== Provided data ==
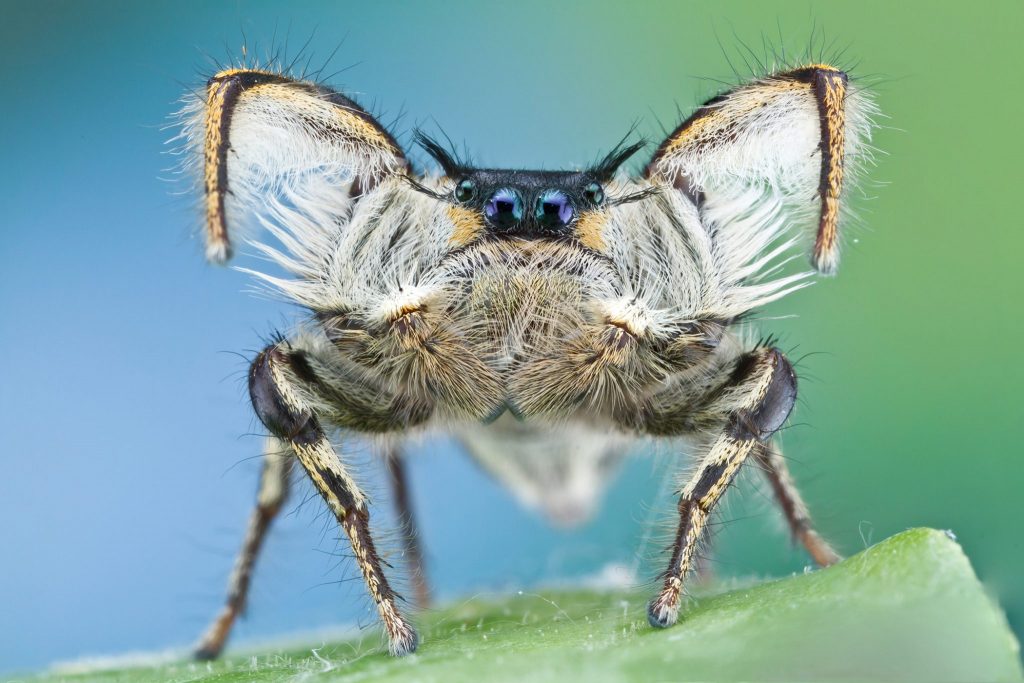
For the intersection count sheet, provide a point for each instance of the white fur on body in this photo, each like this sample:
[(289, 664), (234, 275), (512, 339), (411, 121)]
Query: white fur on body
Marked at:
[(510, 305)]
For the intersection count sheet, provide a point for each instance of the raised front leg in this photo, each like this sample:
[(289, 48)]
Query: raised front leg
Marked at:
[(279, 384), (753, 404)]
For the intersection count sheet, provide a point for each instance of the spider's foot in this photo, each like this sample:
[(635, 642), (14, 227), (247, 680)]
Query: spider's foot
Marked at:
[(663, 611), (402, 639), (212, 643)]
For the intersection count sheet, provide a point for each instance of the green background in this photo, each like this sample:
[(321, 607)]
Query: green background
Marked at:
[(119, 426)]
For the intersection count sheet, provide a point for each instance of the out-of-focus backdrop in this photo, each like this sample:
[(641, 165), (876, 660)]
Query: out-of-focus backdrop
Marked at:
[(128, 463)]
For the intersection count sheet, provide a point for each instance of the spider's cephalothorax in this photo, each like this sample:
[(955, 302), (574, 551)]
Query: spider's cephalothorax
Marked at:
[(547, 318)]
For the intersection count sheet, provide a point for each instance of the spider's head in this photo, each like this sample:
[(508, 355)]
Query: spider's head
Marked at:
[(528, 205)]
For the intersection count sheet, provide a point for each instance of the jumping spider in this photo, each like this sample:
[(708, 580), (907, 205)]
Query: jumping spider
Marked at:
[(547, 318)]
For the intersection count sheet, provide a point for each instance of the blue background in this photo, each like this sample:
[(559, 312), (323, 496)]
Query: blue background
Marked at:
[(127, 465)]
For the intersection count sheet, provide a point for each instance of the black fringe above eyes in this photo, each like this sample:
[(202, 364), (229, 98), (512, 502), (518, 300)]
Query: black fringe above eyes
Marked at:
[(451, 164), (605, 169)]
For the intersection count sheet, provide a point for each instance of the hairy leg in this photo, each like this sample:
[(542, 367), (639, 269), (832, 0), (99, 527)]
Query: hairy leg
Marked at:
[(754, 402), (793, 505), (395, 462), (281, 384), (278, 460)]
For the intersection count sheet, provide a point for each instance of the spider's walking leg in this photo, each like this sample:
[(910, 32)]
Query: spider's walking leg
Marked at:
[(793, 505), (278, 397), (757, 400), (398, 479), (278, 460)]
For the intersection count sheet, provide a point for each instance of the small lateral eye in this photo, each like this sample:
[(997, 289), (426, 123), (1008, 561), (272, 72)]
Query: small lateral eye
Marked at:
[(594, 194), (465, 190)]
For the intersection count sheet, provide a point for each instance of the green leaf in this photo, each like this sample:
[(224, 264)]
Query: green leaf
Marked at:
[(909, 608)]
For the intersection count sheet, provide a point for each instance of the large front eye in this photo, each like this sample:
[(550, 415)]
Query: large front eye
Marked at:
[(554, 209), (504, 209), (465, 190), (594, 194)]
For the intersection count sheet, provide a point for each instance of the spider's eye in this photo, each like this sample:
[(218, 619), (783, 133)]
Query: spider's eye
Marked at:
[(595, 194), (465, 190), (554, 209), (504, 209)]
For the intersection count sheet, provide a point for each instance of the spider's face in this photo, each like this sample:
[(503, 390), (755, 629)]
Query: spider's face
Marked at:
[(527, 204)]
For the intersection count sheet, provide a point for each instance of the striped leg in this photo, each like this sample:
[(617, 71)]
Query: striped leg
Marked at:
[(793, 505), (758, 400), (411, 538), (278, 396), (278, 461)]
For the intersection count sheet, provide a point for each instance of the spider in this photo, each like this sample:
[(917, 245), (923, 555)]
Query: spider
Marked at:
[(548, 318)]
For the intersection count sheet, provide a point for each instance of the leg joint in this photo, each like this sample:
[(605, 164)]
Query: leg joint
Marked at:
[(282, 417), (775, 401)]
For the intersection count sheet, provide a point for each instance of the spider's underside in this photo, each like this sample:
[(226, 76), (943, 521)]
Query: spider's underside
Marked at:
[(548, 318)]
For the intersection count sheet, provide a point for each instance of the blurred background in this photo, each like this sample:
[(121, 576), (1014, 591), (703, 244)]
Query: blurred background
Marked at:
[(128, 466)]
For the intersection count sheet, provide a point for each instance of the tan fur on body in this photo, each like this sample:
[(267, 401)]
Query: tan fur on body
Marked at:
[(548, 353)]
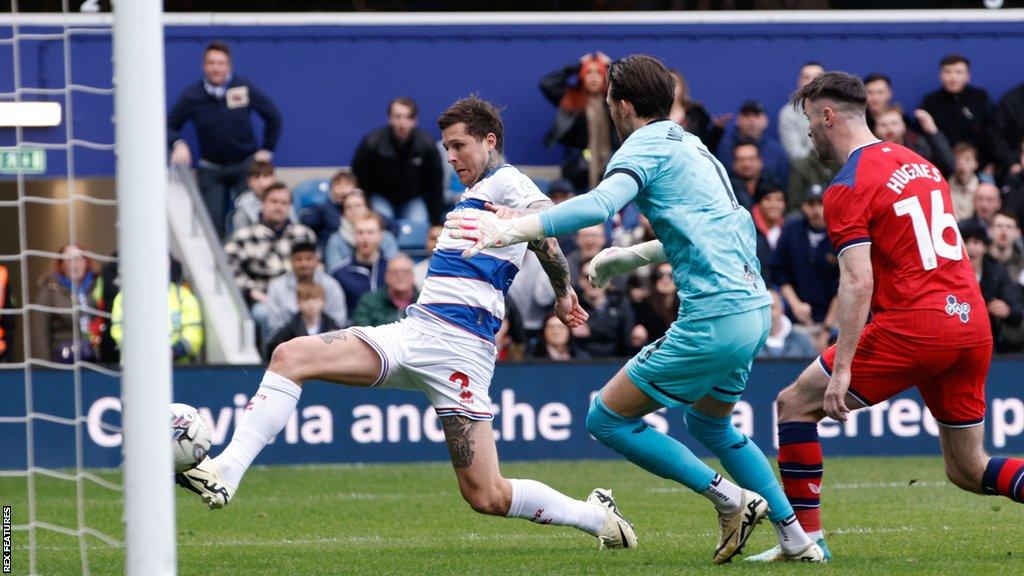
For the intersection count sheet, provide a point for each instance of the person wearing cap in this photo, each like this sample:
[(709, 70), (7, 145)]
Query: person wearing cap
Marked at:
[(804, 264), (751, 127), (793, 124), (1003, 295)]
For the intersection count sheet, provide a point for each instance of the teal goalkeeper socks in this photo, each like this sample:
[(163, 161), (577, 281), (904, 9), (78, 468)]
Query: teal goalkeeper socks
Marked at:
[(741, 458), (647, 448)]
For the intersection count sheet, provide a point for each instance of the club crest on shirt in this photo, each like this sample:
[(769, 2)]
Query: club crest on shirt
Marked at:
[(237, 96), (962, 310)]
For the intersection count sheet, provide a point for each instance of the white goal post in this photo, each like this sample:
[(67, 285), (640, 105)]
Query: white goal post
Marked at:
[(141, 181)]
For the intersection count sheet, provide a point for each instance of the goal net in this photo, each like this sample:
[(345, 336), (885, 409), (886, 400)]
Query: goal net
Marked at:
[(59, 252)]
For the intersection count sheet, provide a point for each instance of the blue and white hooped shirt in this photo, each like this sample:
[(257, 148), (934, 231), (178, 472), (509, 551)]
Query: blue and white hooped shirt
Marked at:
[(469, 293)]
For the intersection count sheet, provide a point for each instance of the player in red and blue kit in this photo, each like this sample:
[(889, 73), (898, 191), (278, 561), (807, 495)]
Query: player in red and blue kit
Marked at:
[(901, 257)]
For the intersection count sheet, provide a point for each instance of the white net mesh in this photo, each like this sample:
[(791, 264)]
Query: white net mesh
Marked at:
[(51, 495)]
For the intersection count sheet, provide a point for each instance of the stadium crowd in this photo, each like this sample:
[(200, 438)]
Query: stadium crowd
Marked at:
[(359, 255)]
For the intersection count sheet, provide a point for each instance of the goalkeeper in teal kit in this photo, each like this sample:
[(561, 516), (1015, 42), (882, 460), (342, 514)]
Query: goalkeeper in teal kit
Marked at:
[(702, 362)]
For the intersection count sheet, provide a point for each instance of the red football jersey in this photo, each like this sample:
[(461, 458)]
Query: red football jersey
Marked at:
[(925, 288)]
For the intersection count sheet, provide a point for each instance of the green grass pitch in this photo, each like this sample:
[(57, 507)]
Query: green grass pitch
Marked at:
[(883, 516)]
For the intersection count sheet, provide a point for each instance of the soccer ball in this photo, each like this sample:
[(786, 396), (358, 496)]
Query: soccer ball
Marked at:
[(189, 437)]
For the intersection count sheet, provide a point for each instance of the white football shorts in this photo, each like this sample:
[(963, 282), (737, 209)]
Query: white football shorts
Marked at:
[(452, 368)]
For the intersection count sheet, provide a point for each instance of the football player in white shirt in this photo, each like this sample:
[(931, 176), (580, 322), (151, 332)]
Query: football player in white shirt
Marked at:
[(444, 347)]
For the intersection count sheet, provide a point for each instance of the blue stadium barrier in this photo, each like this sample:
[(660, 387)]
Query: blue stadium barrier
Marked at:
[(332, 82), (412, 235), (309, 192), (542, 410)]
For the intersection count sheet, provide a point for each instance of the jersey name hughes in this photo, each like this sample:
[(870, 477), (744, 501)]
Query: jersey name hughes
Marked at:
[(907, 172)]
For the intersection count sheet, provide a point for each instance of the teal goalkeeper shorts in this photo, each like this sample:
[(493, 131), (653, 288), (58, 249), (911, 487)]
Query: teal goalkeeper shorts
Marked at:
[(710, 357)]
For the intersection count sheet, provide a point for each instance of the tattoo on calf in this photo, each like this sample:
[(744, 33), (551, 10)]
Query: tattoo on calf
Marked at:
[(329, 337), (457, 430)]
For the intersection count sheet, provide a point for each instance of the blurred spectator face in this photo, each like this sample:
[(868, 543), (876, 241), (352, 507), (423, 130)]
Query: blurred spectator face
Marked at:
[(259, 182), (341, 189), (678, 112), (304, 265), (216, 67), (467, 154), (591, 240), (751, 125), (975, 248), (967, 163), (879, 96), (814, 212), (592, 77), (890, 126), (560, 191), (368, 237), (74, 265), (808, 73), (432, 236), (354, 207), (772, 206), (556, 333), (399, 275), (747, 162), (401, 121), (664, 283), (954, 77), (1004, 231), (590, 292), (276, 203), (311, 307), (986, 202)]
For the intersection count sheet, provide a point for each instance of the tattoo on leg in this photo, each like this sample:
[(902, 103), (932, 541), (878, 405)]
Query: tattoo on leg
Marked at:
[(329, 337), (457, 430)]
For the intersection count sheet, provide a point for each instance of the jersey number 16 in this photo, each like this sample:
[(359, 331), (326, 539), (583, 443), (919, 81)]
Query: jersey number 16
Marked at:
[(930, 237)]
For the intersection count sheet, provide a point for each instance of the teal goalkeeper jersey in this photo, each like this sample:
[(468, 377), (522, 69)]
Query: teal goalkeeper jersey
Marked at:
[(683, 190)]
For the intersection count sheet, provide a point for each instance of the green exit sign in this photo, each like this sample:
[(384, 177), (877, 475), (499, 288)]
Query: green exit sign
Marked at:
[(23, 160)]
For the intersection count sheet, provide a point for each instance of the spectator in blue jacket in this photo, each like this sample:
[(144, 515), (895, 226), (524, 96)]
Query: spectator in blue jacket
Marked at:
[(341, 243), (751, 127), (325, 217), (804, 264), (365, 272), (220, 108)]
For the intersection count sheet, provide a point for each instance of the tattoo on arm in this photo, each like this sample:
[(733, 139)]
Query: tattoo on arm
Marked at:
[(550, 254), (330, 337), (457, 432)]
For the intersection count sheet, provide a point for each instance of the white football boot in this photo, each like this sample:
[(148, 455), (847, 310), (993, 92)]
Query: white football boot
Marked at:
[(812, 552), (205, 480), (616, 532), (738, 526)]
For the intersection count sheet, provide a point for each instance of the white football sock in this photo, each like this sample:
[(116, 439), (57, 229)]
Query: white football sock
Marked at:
===
**The request:**
Locate the line that contains "of the spectator". Repeat it and every line after it, up to and including the final line, exactly.

**Solution below:**
For the intersection count sheet, provide a point for each instance of the spectator in blue jacket in this photo, each like this sample:
[(144, 515), (895, 226), (524, 96)]
Query: spectator in blue jacket
Marked at:
[(341, 243), (751, 127), (325, 217), (804, 264), (365, 272), (220, 108)]
For the intersection count sheet, provide a point for each instance of the tattoo on arm in this photo, each like this sample:
[(733, 139)]
Query: tattoo on arm
Marked at:
[(550, 254), (330, 337), (457, 432)]
For the intersection count sheet, provide a point for each instance of the white football boot in this photo, each like this sample:
[(148, 455), (847, 310), (993, 92)]
Query: white football boot
Marked at:
[(812, 552), (205, 480), (616, 532), (738, 526)]
For the intersection count sheet, provide a point for each instance of the white football sock in this photo, each like this sample:
[(116, 439), (57, 229)]
Query: white football sock
Marked at:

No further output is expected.